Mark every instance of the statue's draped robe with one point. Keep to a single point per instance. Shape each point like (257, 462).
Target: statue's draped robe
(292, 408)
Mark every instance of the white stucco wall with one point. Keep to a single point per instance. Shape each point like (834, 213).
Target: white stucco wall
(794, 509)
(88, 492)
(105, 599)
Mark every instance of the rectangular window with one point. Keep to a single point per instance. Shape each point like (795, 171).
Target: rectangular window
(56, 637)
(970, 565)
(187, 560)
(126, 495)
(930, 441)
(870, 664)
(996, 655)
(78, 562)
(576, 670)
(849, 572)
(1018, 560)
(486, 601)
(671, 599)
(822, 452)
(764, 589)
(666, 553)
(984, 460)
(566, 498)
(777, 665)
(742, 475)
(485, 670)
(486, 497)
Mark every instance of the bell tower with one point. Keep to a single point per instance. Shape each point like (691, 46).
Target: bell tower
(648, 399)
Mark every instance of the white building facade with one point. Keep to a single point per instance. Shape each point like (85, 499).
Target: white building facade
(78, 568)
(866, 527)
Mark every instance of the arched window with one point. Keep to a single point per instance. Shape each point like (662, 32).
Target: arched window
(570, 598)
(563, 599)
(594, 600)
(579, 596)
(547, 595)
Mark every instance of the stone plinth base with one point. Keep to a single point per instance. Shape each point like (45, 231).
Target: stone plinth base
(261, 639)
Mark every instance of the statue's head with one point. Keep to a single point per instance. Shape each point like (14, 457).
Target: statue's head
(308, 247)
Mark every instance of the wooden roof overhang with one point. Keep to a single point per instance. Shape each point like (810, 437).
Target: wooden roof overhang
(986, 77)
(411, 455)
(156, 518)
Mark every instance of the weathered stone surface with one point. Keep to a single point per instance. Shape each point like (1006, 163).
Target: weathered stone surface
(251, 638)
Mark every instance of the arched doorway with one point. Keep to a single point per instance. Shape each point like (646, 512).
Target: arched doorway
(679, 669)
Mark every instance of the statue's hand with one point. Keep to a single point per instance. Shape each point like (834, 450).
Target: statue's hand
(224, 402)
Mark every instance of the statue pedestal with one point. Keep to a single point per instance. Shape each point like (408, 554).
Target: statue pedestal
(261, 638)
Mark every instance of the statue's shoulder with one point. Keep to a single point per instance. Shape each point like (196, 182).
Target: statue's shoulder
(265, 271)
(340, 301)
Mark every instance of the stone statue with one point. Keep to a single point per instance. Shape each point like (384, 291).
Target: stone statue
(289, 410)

========

* _PROBLEM DESCRIPTION_
An exact copy of every entry is the expected result.

* _TASK RESULT_
Mark every instance of the statue's draped robe with one point. Keep to a single point per instance. Shape each point like (257, 462).
Target: statue's draped robe
(292, 408)
Mark every instance of the white stucco wall with one point. Keep to a single point per instance. Shape each point like (834, 213).
Target: white stucco wall
(794, 509)
(88, 492)
(105, 599)
Mark every instance of the rectangular window with one point. Keep to a single point per instance. Shape each point like (795, 171).
Target: rectangular window
(56, 637)
(970, 565)
(187, 560)
(126, 495)
(930, 441)
(870, 664)
(996, 655)
(78, 562)
(576, 670)
(849, 572)
(1018, 560)
(486, 601)
(671, 599)
(822, 452)
(764, 589)
(666, 553)
(984, 460)
(566, 498)
(777, 665)
(742, 475)
(485, 670)
(486, 497)
Mark every instance of the bell tower with one point. Keep to a single point per instance. Shape each point like (691, 46).
Target: bell tower
(648, 399)
Mark every instance of the white building facade with one point. Keep to a single point per instance. Shape each point like (85, 499).
Target: white building facade
(78, 568)
(866, 527)
Mark every instance of the arched window with one point. Keep to a single point per instance. Shape each point like (662, 32).
Target: arched window
(570, 598)
(563, 599)
(594, 600)
(579, 596)
(547, 595)
Mark every instance of the stone plinth base with one point. Keep to a single point per instance. Shape each point like (45, 231).
Target: stone plinth base
(261, 639)
Mark every instance of the statue's head with one point. Keep to a single point per instance. Shape each point like (14, 457).
Target: statue's head
(308, 247)
Mark every instance of the wooden roof overhang with one point. Keep to a single point per instance. Shape each point like (810, 437).
Target: wooden roof overhang
(986, 77)
(411, 455)
(156, 518)
Mark every instance of the weathered stone surface with one point. Keep to a single point per instance. Shape each point like (1006, 163).
Target: weathered stone surface
(251, 638)
Mark every instance of the arched doorway with one point. Keep to a single point per instance. Shape each point like (646, 512).
Target: arched doorway
(679, 669)
Mark every instance of the statue's hand with one point. Keep to a single point per instance. Shape each point like (834, 450).
Target: statue's hand
(224, 402)
Mark every instance of the statue pedestal with one point. Keep to a single point per instance. Shape each point like (408, 554).
Target: statue pedestal
(261, 638)
Mark every instance of the statue's shoulder with one point. Keep to a single point per instance. Shape each point like (196, 182).
Target: statue's shoulder
(265, 271)
(340, 301)
Mark every instance of the stone statue with one point. Keep to a single point per instance. Shape each point like (384, 291).
Target: stone statue
(289, 410)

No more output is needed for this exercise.